§ Page extract
State legislator challenges city's new Children's Hospital
Birmingham Business Journal - by Jimmy DeButts Staff
A state legislator wants assurances Children’s Hospital will include black-owned businesses during and after constructing a new $470 million facility.
Alabama Rep. Mary Moore, D-Birmingham, sent letters dated Aug. 18 to the State Health Planning and Development Agency and Children’s Hospital listing her concerns over the proposed facility. She has requested a meeting with Children’s Chief Financial Officer Mike Burgess to discuss how the hospital will better improve pediatric care and if the project will include Historically Underutilized Business Enterprises.
Moore is worried minority-owned businesses will be left out and pledged to stall the state approval process if her concerns are not addressed. Children’s Hospital announced in June it planned to build a 332-bed replacement hospital. It needs a Certificate of Need from the state before it can begin building.
The city of Birmingham has committed $20 million in occupational tax rebates for the new hospital, which will stem from the new jobs created by Children’s expansion. Moore said the city’s majority black population should be included in the hiring and contract process.

§ Record set

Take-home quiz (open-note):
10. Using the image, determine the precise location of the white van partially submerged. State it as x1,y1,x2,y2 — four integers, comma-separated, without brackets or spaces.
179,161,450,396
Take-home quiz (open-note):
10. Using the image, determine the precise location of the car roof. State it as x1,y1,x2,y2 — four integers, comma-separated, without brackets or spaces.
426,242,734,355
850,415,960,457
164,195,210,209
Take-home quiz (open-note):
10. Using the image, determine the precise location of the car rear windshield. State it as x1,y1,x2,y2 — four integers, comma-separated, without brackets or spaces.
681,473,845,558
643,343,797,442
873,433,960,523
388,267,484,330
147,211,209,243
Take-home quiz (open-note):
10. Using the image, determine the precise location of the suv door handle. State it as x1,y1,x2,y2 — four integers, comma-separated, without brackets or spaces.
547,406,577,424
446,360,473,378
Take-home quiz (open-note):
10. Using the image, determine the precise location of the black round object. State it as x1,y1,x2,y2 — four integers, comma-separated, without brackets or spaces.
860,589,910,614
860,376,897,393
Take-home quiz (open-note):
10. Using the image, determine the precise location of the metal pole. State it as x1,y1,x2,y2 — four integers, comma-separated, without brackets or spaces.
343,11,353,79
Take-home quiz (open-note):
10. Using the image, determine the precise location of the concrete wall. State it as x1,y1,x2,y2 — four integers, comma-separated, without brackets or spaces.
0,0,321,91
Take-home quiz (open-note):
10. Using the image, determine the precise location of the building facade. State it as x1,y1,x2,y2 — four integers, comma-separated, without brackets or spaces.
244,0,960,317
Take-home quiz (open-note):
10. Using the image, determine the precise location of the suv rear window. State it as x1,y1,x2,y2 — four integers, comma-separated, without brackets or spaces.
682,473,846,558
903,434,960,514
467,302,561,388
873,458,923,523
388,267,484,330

§ Your task
Output the part of the article on Rep. Mary Moore and Children's Hospital between "State legislator challenges" and "new $470 million facility.", inclusive, copied word for word.

§ Response area
State legislator challenges city's new Children's Hospital
Birmingham Business Journal - by Jimmy DeButts Staff
A state legislator wants assurances Children’s Hospital will include black-owned businesses during and after constructing a new $470 million facility.